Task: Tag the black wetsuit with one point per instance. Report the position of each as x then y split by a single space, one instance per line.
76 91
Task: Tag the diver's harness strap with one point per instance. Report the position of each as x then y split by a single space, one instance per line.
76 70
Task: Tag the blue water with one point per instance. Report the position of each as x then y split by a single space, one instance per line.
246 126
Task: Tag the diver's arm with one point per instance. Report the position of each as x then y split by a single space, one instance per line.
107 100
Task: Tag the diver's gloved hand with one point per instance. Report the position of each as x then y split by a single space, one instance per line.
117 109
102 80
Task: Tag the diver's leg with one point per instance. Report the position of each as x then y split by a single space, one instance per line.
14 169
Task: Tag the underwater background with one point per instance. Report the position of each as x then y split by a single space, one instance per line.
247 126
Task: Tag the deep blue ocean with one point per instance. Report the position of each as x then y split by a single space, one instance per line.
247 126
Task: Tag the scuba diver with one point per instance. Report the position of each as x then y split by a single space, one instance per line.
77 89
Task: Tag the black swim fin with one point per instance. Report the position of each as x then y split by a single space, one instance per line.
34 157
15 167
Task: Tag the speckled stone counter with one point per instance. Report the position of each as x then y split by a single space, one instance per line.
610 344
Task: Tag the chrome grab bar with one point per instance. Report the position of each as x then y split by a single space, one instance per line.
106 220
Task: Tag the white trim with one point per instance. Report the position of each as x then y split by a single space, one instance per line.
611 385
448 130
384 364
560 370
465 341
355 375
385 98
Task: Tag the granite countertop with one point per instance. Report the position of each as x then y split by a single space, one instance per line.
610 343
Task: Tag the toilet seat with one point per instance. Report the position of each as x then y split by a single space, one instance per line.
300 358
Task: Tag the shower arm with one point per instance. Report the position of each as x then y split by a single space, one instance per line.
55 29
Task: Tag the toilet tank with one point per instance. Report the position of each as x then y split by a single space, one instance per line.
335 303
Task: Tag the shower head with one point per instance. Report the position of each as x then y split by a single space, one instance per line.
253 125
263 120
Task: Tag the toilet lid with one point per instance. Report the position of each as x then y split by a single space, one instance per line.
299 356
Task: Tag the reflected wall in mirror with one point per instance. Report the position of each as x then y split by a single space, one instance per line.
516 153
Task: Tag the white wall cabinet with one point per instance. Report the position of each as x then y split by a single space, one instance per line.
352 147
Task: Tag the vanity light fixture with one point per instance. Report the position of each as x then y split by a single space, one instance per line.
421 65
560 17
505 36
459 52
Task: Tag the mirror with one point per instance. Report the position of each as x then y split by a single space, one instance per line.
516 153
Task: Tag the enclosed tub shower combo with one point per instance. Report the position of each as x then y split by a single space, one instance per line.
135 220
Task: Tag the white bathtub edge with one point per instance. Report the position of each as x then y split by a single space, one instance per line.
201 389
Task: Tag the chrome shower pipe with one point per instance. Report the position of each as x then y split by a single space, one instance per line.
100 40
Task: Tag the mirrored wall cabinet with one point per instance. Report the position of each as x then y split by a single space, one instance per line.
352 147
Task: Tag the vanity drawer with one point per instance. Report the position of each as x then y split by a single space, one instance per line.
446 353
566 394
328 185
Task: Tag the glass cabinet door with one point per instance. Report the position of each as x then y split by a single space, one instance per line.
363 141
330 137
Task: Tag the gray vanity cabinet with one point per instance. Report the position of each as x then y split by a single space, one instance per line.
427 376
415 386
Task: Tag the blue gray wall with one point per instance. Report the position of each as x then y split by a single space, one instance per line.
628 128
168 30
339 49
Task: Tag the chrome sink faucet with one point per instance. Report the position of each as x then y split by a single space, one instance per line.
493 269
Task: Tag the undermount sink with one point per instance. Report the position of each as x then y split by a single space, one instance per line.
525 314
_ _ _
THE TASK: Copy the stretch from the line containing "Task: Tag the undermount" through the end of the material, swapping "undermount sink" for "vessel sink" and leaving everything else as it is.

ANSWER BELOW:
Task: Tag the vessel sink with one point per instance. Report the position of each as x then y split by a single space, one instance per line.
525 314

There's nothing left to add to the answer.